**PROBLEM DETAILS:** Write out again only the lines between the one with "Locate the stone wall." and the end of the records below, both ends counted, and don't include the pictures.

**MATERIAL TO PROCESS:**
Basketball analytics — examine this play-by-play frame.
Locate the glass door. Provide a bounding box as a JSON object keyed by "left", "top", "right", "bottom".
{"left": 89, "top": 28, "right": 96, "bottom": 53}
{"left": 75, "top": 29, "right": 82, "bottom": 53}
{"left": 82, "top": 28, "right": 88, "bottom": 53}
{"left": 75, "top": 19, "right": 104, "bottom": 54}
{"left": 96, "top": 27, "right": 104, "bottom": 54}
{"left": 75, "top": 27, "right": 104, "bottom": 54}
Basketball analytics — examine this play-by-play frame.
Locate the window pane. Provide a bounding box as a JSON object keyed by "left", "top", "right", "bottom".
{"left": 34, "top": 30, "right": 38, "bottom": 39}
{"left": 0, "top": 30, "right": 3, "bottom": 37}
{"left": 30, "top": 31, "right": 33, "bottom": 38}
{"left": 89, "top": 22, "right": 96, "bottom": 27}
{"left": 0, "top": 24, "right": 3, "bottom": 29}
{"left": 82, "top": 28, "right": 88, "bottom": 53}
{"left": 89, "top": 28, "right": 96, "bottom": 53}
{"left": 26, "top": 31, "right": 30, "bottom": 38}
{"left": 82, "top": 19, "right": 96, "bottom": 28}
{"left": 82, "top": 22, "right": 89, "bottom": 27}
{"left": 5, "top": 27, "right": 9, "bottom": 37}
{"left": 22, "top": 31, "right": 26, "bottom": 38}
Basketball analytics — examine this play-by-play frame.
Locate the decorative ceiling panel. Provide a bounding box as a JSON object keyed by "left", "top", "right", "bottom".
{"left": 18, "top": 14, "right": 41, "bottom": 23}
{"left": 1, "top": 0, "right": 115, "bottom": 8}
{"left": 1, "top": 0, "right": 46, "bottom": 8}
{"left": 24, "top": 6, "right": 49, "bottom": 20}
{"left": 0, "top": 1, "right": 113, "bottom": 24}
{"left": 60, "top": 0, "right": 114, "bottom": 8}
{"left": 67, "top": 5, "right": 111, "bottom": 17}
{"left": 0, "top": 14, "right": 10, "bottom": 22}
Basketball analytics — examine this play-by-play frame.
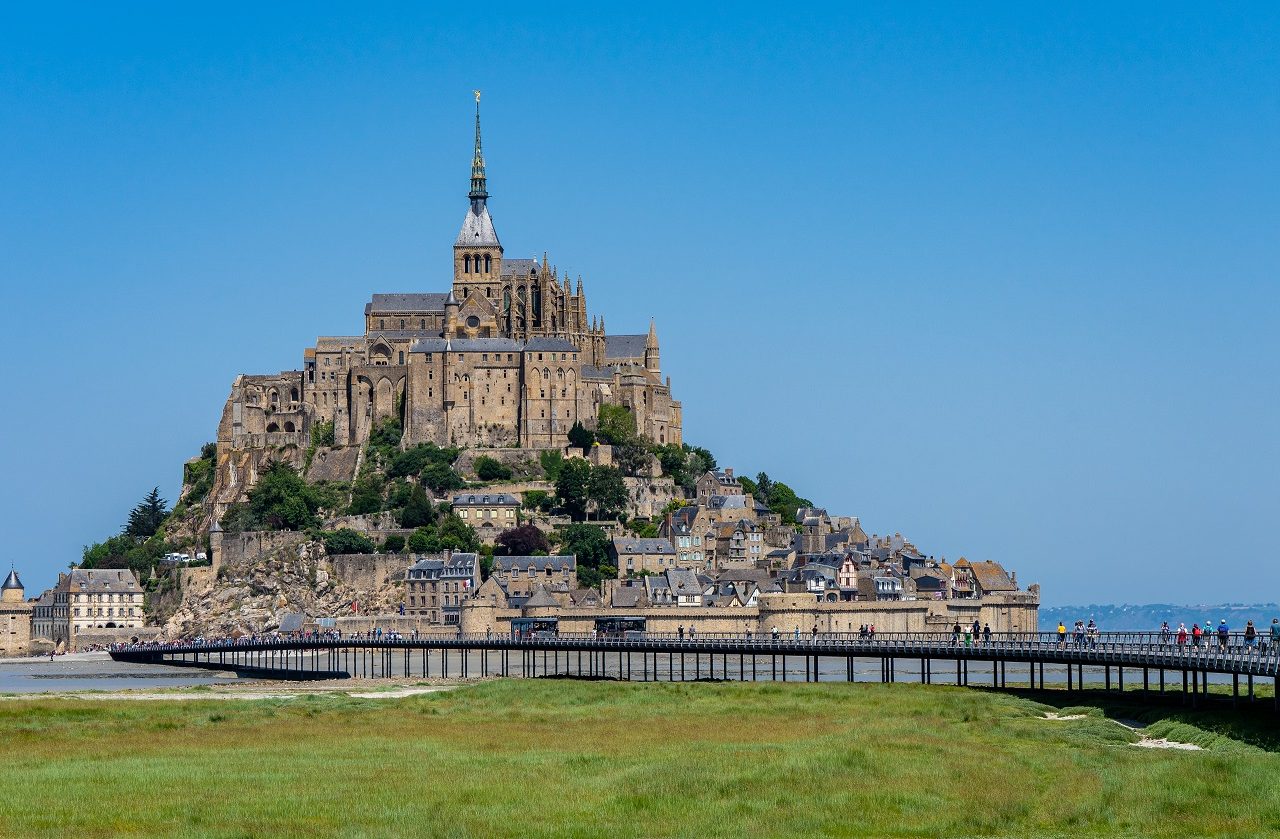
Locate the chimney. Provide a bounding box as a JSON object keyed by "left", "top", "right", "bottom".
{"left": 724, "top": 468, "right": 733, "bottom": 478}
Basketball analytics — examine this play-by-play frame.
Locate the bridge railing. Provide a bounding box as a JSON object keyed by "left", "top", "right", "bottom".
{"left": 112, "top": 630, "right": 1280, "bottom": 671}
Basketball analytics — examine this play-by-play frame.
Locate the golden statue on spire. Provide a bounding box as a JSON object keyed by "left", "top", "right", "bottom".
{"left": 474, "top": 90, "right": 481, "bottom": 103}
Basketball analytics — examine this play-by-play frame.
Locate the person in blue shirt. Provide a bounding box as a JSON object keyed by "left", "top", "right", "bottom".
{"left": 1217, "top": 620, "right": 1230, "bottom": 650}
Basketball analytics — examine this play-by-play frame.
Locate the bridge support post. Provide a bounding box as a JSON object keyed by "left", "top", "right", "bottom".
{"left": 1159, "top": 668, "right": 1164, "bottom": 693}
{"left": 1247, "top": 673, "right": 1253, "bottom": 701}
{"left": 1232, "top": 673, "right": 1239, "bottom": 709}
{"left": 1142, "top": 667, "right": 1148, "bottom": 696}
{"left": 1039, "top": 662, "right": 1045, "bottom": 689}
{"left": 1191, "top": 670, "right": 1198, "bottom": 707}
{"left": 1118, "top": 666, "right": 1124, "bottom": 693}
{"left": 956, "top": 659, "right": 962, "bottom": 686}
{"left": 1105, "top": 666, "right": 1111, "bottom": 692}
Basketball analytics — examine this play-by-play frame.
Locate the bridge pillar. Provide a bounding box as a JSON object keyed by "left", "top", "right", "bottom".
{"left": 1067, "top": 663, "right": 1073, "bottom": 692}
{"left": 1232, "top": 673, "right": 1239, "bottom": 709}
{"left": 956, "top": 659, "right": 962, "bottom": 686}
{"left": 1105, "top": 666, "right": 1111, "bottom": 692}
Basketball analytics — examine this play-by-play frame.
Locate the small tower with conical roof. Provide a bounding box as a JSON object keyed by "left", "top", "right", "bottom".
{"left": 1, "top": 568, "right": 23, "bottom": 603}
{"left": 454, "top": 91, "right": 504, "bottom": 300}
{"left": 644, "top": 319, "right": 661, "bottom": 373}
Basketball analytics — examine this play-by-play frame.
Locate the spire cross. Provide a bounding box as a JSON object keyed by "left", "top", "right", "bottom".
{"left": 469, "top": 91, "right": 488, "bottom": 204}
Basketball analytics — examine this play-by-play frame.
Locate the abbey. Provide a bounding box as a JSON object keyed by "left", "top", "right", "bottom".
{"left": 220, "top": 97, "right": 681, "bottom": 458}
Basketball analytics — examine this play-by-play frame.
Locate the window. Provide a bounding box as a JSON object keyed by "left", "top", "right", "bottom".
{"left": 398, "top": 351, "right": 404, "bottom": 364}
{"left": 464, "top": 254, "right": 471, "bottom": 273}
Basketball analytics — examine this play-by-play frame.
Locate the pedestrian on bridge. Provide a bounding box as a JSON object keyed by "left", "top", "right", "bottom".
{"left": 1176, "top": 623, "right": 1188, "bottom": 647}
{"left": 1217, "top": 620, "right": 1230, "bottom": 650}
{"left": 678, "top": 625, "right": 685, "bottom": 640}
{"left": 982, "top": 623, "right": 992, "bottom": 645}
{"left": 1159, "top": 622, "right": 1171, "bottom": 645}
{"left": 954, "top": 622, "right": 964, "bottom": 647}
{"left": 1244, "top": 621, "right": 1256, "bottom": 651}
{"left": 1192, "top": 623, "right": 1202, "bottom": 647}
{"left": 1264, "top": 618, "right": 1280, "bottom": 654}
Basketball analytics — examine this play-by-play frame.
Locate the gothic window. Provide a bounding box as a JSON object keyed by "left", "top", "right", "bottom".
{"left": 398, "top": 351, "right": 405, "bottom": 365}
{"left": 464, "top": 254, "right": 471, "bottom": 273}
{"left": 484, "top": 254, "right": 492, "bottom": 273}
{"left": 284, "top": 421, "right": 296, "bottom": 432}
{"left": 266, "top": 422, "right": 280, "bottom": 433}
{"left": 270, "top": 390, "right": 279, "bottom": 407}
{"left": 379, "top": 319, "right": 385, "bottom": 330}
{"left": 290, "top": 387, "right": 298, "bottom": 403}
{"left": 420, "top": 319, "right": 425, "bottom": 329}
{"left": 502, "top": 288, "right": 511, "bottom": 315}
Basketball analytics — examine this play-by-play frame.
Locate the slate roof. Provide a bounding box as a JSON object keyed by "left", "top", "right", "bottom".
{"left": 707, "top": 495, "right": 750, "bottom": 511}
{"left": 522, "top": 586, "right": 560, "bottom": 609}
{"left": 315, "top": 336, "right": 366, "bottom": 349}
{"left": 2, "top": 569, "right": 21, "bottom": 591}
{"left": 456, "top": 205, "right": 500, "bottom": 246}
{"left": 612, "top": 587, "right": 646, "bottom": 609}
{"left": 499, "top": 258, "right": 538, "bottom": 277}
{"left": 367, "top": 293, "right": 449, "bottom": 314}
{"left": 612, "top": 537, "right": 676, "bottom": 555}
{"left": 67, "top": 569, "right": 140, "bottom": 593}
{"left": 524, "top": 337, "right": 580, "bottom": 352}
{"left": 605, "top": 334, "right": 647, "bottom": 359}
{"left": 495, "top": 555, "right": 576, "bottom": 573}
{"left": 970, "top": 560, "right": 1016, "bottom": 592}
{"left": 580, "top": 364, "right": 615, "bottom": 380}
{"left": 666, "top": 568, "right": 702, "bottom": 594}
{"left": 452, "top": 493, "right": 519, "bottom": 507}
{"left": 410, "top": 337, "right": 525, "bottom": 354}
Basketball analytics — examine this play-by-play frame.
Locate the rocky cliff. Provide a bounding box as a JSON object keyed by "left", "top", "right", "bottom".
{"left": 162, "top": 539, "right": 404, "bottom": 638}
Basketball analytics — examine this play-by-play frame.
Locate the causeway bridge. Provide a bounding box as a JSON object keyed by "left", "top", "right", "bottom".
{"left": 111, "top": 631, "right": 1280, "bottom": 710}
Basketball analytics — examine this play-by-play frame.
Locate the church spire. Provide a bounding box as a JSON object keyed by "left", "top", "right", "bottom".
{"left": 469, "top": 90, "right": 488, "bottom": 208}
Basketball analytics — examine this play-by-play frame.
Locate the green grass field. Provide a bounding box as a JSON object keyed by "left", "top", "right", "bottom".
{"left": 1, "top": 680, "right": 1278, "bottom": 838}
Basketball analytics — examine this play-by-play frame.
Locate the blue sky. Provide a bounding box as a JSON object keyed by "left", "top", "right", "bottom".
{"left": 1, "top": 5, "right": 1276, "bottom": 604}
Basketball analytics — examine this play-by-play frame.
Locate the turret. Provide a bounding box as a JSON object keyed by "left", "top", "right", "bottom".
{"left": 645, "top": 318, "right": 660, "bottom": 373}
{"left": 2, "top": 568, "right": 24, "bottom": 603}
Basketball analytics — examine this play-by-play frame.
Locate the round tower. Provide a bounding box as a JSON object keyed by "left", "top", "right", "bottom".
{"left": 1, "top": 568, "right": 24, "bottom": 603}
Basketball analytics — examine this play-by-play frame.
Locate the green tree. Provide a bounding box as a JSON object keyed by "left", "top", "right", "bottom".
{"left": 522, "top": 489, "right": 552, "bottom": 511}
{"left": 310, "top": 419, "right": 335, "bottom": 448}
{"left": 399, "top": 485, "right": 434, "bottom": 529}
{"left": 421, "top": 461, "right": 465, "bottom": 494}
{"left": 347, "top": 473, "right": 385, "bottom": 516}
{"left": 560, "top": 523, "right": 613, "bottom": 589}
{"left": 125, "top": 488, "right": 169, "bottom": 540}
{"left": 245, "top": 461, "right": 321, "bottom": 531}
{"left": 475, "top": 456, "right": 513, "bottom": 482}
{"left": 381, "top": 534, "right": 406, "bottom": 553}
{"left": 596, "top": 404, "right": 637, "bottom": 446}
{"left": 434, "top": 514, "right": 480, "bottom": 553}
{"left": 408, "top": 527, "right": 434, "bottom": 553}
{"left": 495, "top": 523, "right": 550, "bottom": 556}
{"left": 322, "top": 528, "right": 377, "bottom": 555}
{"left": 567, "top": 421, "right": 595, "bottom": 450}
{"left": 588, "top": 465, "right": 628, "bottom": 520}
{"left": 555, "top": 458, "right": 592, "bottom": 521}
{"left": 539, "top": 449, "right": 564, "bottom": 481}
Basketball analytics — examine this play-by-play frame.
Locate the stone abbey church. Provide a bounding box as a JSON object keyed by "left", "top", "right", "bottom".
{"left": 218, "top": 97, "right": 681, "bottom": 472}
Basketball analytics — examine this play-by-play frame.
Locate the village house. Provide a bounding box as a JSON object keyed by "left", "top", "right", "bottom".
{"left": 405, "top": 552, "right": 481, "bottom": 625}
{"left": 450, "top": 492, "right": 519, "bottom": 544}
{"left": 611, "top": 536, "right": 678, "bottom": 579}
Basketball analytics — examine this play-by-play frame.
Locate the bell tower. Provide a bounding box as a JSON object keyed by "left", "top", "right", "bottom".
{"left": 453, "top": 91, "right": 503, "bottom": 305}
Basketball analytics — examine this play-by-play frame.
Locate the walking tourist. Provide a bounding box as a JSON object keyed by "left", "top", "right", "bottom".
{"left": 1176, "top": 623, "right": 1188, "bottom": 647}
{"left": 982, "top": 623, "right": 992, "bottom": 645}
{"left": 1159, "top": 621, "right": 1171, "bottom": 645}
{"left": 1244, "top": 620, "right": 1256, "bottom": 651}
{"left": 678, "top": 625, "right": 685, "bottom": 640}
{"left": 1073, "top": 621, "right": 1085, "bottom": 649}
{"left": 1191, "top": 623, "right": 1202, "bottom": 647}
{"left": 772, "top": 626, "right": 780, "bottom": 641}
{"left": 1086, "top": 619, "right": 1098, "bottom": 649}
{"left": 1217, "top": 620, "right": 1230, "bottom": 650}
{"left": 955, "top": 622, "right": 964, "bottom": 647}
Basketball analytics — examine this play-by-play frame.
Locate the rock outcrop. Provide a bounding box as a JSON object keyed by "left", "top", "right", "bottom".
{"left": 163, "top": 540, "right": 404, "bottom": 638}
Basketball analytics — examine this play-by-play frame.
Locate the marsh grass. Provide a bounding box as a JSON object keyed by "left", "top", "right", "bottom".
{"left": 0, "top": 680, "right": 1277, "bottom": 838}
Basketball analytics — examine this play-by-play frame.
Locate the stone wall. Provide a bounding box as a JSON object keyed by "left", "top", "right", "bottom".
{"left": 329, "top": 553, "right": 412, "bottom": 592}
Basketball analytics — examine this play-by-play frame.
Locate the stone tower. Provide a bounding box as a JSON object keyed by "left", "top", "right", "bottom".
{"left": 1, "top": 567, "right": 32, "bottom": 657}
{"left": 645, "top": 319, "right": 660, "bottom": 373}
{"left": 453, "top": 91, "right": 503, "bottom": 301}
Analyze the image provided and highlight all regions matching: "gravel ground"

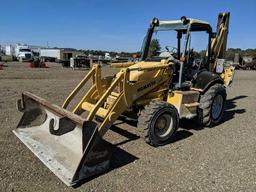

**ANSWER SECTION:**
Locate the stone wall. Provide a bounding box as a JSON object keyed by "left", "top", "right", "bottom".
{"left": 329, "top": 553, "right": 412, "bottom": 592}
Basketball analytics — examine this play-by-play frame.
Locate the stone tower. Provide a bounding box as a JSON object keyed by "left", "top", "right", "bottom".
{"left": 1, "top": 567, "right": 32, "bottom": 657}
{"left": 645, "top": 319, "right": 660, "bottom": 373}
{"left": 453, "top": 91, "right": 503, "bottom": 301}
Analyze the image provided and highlight all regions matching: "gravel ground"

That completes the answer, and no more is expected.